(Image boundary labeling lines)
=====

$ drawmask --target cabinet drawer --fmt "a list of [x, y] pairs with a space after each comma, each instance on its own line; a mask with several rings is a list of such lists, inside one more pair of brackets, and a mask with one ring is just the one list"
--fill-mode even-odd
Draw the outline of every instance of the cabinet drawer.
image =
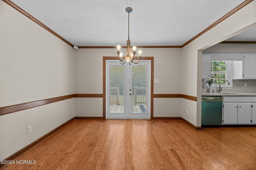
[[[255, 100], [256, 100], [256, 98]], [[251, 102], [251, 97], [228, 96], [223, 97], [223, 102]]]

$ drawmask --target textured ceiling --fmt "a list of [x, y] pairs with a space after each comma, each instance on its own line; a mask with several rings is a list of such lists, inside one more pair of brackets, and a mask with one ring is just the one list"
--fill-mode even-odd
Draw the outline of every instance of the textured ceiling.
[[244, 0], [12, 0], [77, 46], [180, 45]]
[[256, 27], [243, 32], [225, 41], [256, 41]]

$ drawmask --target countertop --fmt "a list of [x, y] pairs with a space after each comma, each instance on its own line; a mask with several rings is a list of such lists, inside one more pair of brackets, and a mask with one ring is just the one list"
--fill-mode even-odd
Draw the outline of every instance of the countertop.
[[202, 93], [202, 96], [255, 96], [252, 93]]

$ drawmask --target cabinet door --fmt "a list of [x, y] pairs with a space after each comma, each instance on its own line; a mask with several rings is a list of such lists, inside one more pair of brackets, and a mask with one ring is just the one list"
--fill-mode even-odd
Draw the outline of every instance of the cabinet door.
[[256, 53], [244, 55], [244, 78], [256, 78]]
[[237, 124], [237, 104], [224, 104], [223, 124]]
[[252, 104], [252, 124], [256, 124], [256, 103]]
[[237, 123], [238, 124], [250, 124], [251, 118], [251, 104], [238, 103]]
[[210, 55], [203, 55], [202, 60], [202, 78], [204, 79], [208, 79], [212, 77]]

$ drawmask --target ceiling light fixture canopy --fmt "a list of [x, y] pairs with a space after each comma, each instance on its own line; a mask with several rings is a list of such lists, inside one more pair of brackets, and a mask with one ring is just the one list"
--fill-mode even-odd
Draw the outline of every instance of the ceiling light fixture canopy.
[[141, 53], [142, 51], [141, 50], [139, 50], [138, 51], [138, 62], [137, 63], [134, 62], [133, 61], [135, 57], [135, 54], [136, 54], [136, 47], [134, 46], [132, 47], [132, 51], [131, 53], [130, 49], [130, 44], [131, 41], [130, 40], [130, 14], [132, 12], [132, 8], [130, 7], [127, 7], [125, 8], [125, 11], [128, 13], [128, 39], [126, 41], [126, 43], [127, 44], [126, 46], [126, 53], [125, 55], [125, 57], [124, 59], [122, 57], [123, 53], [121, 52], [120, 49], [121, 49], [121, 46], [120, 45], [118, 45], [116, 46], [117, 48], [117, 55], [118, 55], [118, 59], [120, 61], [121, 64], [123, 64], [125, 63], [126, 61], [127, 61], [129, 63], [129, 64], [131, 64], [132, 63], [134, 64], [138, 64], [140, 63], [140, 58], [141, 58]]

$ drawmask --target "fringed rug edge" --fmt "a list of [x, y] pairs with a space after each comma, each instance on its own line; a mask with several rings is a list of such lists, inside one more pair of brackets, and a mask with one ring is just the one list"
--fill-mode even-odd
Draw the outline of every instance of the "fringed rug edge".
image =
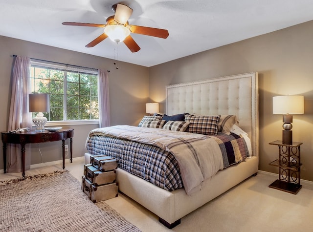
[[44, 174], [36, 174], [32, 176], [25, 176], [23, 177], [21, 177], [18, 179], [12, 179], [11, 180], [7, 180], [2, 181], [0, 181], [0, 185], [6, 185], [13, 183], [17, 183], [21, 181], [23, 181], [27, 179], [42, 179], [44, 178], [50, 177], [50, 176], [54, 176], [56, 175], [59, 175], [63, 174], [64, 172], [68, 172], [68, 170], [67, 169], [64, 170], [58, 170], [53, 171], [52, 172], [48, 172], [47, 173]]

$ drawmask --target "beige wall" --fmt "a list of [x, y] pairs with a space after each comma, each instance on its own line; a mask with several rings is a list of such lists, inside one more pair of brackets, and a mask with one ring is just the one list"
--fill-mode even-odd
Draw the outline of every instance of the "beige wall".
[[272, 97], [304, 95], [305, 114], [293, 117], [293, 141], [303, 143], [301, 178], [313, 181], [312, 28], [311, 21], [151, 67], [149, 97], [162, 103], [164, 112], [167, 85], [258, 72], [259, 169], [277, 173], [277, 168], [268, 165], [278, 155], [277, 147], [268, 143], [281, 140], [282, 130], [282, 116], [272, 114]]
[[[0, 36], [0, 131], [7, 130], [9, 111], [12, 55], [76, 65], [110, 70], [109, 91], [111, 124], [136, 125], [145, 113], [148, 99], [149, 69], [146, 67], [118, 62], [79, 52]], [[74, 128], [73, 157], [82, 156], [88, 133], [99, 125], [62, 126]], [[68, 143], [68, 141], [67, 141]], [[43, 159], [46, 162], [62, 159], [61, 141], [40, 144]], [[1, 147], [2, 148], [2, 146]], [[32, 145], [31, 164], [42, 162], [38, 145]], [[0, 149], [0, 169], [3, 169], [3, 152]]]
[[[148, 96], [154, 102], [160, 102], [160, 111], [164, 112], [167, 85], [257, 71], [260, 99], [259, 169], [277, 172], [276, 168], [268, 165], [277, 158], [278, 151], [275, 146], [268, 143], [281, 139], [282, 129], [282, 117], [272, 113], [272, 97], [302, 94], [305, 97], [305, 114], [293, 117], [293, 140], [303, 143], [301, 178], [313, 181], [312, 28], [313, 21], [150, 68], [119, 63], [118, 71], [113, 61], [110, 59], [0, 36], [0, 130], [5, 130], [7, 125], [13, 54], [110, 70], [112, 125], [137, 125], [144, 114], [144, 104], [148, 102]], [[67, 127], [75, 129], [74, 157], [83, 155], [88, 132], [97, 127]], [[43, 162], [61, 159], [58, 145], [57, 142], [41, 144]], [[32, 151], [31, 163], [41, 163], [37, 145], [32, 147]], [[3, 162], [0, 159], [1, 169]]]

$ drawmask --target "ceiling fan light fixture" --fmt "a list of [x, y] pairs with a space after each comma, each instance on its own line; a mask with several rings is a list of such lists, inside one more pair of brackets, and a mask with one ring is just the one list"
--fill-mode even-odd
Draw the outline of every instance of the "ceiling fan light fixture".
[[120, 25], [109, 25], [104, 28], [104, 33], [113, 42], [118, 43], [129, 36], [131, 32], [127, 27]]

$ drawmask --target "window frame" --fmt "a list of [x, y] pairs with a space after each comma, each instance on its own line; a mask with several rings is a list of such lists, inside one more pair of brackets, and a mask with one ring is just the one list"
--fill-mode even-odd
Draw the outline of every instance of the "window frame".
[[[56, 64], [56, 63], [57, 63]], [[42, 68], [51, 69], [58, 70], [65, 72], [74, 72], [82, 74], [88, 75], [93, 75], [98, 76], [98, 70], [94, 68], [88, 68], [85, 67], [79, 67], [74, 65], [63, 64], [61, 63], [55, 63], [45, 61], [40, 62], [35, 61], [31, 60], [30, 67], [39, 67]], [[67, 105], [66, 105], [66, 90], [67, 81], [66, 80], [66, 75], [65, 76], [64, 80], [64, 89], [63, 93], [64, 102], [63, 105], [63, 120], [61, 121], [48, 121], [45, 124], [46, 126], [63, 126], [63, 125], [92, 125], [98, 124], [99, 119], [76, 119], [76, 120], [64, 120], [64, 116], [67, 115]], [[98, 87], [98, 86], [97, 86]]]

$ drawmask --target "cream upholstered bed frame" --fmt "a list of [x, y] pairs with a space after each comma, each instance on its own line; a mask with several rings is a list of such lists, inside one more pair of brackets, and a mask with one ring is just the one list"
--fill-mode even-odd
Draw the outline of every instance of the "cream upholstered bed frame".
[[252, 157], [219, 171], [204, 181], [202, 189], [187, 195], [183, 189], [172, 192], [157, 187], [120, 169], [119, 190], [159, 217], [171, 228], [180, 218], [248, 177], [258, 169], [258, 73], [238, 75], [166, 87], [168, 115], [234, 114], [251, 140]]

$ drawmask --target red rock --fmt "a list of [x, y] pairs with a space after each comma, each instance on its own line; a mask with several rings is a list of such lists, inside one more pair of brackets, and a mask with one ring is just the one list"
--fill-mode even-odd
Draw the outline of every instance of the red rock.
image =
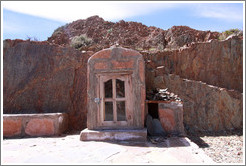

=====

▶ **Given task**
Rewrite the lines starting at the first one and ending at the line that contains "[[202, 93], [202, 96], [255, 96], [252, 93]]", putting "kitchen counter" wherever "countertop" appears and changing nothing else. Omit the pictures from your answer.

▶ **In response**
$ drawmask --target cabinet drawer --fmt "a list of [x, y] pairs with a space after each comma, each instance on its own line; a mask with several rings is a list of such lists, inside one more pair of brackets, and a mask with one ring is just the one list"
--fill-mode even-odd
Draw the outline of every instance of the cabinet drawer.
image =
[[[255, 100], [256, 100], [256, 98]], [[251, 102], [251, 97], [228, 96], [223, 97], [223, 102]]]

$ drawmask --target textured ceiling --fmt "a list of [x, y] pairs with a space after each comma, each instance on its own line; a mask with several rings is a list of such lists, inside one more pair of brackets, and a mask with one ring is just the one list"
--fill-mode even-odd
Draw the outline of every instance of the textured ceiling.
[[244, 0], [12, 0], [77, 46], [180, 45]]
[[256, 27], [243, 32], [225, 41], [256, 41]]

$ drawmask --target kitchen counter --fmt "a list of [x, y] pairs with a space after each comma, each instance on its own line; a mask with several rings is a list of such lists, inside one more pair of brackets, and a mask with one ring is just the one list"
--fill-mode even-odd
Draw the outline of every instance of the kitchen counter.
[[202, 93], [202, 96], [255, 96], [252, 93]]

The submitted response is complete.